Top of GIVEN TEXT

Scientific classification
- Kingdom: Animalia
- Phylum: Chordata
- Class: Aves
- Order: Passeriformes
- Family: Estrildidae
- Genus: Spermophaga
- Species: S. ruficapilla
- Binomial name: Spermophaga ruficapilla (Shelley, 1888)

= Red-headed bluebill =

- Genus: Spermophaga
- Species: ruficapilla
- Authority: (Shelley, 1888)
- Conservation status: LC

Species of bird

The red-headed bluebill (Spermophaga ruficapilla) is a common species of estrildid finch found in Sub-Saharan Africa.

It is found in Angola, Burundi, Central African Republic, The Democratic Republic of the Congo, Kenya, Rwanda, South Sudan, Tanzania and Uganda.

Bottom of GIVEN TEXT

■ EXPLORE THE MATERIAL ■
- A) Summarize the bird entry in two sentences.
- B) Using its classification list, explain what in the bird entry places the red-headed bluebill among the estrildid finches.
- C) Write the next part of the entry on the red-headed bluebill, picking up after its last sentence.

Top of GIVEN ENTRIES

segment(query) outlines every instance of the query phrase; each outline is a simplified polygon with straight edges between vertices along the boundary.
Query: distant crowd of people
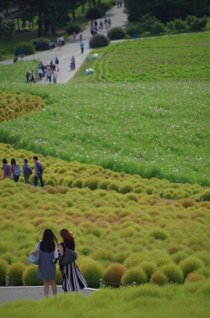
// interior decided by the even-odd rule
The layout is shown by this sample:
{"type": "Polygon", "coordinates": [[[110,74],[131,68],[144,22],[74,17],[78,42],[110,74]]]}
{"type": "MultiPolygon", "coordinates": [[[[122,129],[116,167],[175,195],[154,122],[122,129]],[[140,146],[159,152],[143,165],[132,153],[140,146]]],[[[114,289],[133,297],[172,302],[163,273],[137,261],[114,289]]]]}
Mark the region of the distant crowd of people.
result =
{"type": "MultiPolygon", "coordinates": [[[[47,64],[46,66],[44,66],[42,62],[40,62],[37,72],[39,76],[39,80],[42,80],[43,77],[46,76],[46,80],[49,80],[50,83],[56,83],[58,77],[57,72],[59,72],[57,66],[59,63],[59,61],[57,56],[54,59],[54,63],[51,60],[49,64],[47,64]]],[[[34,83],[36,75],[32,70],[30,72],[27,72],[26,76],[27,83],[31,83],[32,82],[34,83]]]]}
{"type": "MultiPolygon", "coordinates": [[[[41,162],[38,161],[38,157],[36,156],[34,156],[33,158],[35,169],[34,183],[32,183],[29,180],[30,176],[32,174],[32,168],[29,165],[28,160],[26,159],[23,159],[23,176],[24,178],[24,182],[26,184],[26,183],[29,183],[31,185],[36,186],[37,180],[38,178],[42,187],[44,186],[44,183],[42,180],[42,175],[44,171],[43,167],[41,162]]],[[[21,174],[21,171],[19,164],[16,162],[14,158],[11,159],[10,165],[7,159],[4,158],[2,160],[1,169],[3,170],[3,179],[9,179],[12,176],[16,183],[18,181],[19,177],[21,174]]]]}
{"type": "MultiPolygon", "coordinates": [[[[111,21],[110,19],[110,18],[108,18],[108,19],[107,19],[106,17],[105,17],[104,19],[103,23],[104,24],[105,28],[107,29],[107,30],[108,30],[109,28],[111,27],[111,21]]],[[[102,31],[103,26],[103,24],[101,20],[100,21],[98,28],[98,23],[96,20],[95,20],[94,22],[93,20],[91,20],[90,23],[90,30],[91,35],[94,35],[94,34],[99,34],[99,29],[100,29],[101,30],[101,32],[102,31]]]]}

Bottom of GIVEN ENTRIES
Top of GIVEN ENTRIES

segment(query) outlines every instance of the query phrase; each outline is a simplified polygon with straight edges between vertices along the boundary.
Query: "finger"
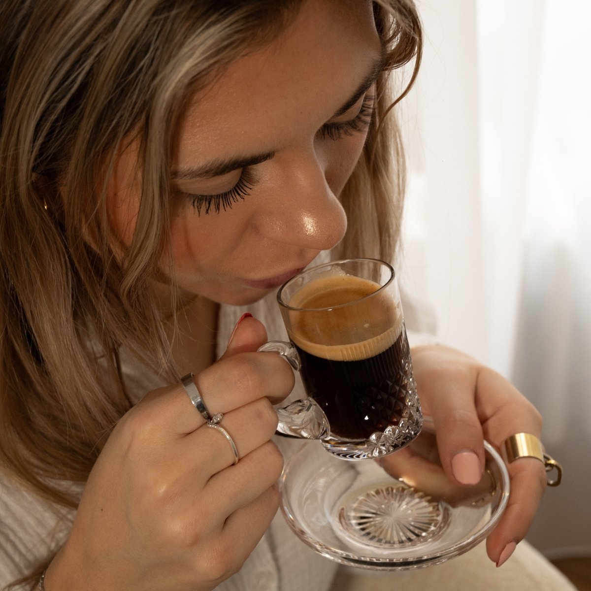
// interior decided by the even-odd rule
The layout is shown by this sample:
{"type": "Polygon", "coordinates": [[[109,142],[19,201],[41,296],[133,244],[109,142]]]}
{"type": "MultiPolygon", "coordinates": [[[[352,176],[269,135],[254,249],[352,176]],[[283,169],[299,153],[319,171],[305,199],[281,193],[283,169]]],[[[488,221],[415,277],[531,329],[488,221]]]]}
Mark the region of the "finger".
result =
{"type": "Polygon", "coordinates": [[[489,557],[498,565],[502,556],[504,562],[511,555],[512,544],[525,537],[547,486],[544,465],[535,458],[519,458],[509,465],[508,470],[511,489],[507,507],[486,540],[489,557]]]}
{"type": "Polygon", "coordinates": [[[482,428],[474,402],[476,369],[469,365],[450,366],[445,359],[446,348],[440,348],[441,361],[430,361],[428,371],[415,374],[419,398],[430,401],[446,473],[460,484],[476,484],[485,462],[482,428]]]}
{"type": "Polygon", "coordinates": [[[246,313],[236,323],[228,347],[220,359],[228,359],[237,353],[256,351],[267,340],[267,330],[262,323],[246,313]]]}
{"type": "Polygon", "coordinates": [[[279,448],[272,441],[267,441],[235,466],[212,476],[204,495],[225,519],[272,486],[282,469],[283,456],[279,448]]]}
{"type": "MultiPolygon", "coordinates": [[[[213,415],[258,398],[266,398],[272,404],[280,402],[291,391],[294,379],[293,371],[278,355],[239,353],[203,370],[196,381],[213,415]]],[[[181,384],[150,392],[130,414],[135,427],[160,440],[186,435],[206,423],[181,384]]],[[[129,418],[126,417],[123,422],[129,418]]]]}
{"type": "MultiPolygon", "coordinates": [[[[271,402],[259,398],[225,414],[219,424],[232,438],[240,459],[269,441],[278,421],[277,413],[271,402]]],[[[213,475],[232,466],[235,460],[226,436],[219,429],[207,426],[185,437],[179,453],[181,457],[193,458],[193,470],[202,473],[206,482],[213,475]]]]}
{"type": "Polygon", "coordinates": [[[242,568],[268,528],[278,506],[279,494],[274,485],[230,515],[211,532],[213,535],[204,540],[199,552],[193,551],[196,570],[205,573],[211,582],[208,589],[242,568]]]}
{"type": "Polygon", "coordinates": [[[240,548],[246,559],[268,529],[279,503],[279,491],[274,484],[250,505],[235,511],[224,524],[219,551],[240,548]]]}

Bottom of GIVEN ENTRIES
Top of GIVEN ENTRIES

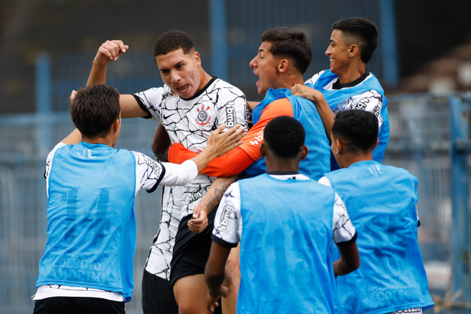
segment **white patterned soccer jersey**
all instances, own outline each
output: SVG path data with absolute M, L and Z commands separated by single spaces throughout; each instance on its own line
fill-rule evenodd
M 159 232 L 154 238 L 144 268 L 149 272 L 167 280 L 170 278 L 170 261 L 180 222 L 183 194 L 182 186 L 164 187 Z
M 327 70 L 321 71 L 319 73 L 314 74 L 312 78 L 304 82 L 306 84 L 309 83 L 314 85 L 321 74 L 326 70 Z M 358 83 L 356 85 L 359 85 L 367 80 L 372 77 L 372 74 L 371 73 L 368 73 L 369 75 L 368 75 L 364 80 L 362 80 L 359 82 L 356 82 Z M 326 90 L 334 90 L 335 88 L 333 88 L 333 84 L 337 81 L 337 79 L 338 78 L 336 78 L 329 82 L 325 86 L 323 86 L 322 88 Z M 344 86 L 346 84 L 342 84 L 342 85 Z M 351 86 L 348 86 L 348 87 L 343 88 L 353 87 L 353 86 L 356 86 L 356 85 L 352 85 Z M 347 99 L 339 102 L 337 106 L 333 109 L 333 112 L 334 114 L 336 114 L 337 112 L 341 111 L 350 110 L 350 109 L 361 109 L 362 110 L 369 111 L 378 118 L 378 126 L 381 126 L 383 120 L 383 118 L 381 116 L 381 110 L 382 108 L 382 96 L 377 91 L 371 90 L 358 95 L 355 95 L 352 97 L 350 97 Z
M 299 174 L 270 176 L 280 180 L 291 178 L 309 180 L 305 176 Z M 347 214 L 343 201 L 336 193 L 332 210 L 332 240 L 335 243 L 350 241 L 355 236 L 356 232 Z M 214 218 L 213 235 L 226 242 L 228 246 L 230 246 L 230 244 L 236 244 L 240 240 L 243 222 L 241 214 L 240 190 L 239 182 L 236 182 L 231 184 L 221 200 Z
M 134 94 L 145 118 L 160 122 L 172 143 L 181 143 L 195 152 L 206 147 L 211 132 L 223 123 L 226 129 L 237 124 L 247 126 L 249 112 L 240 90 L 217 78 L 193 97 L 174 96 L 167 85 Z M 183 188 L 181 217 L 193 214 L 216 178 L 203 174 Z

Bottom of GIVEN ENTRIES

■ TASK ANSWERS ■
- A) The red-headed bluebill (Spermophaga ruficapilla) is a common estrildid finch of Sub-Saharan Africa, described by Shelley in 1888 and placed in the family Estrildidae and the genus Spermophaga. It is found in Angola, Burundi, the Central African Republic, the Democratic Republic of the Congo, Kenya, Rwanda, South Sudan, Tanzania and Uganda.

- B) The classification list gives the bird's family as Estrildidae. The entry matches this by calling the red-headed bluebill an estrildid finch.

- C)
This species has a large range, with an estimated global extent of occurrence of 560,000 km^{2}. The global population size has not been quantified, but it is believed to be large as the species is described as "frequent" in at least parts of its range (Fry and Keith 2004). Global population trends have not been quantified, but the species is not believed to approach the thresholds for the population decline criterion of the IUCN Red List (i.e. declining more than 30% in ten years or three generations). For these reasons, the species is evaluated as being of least concern.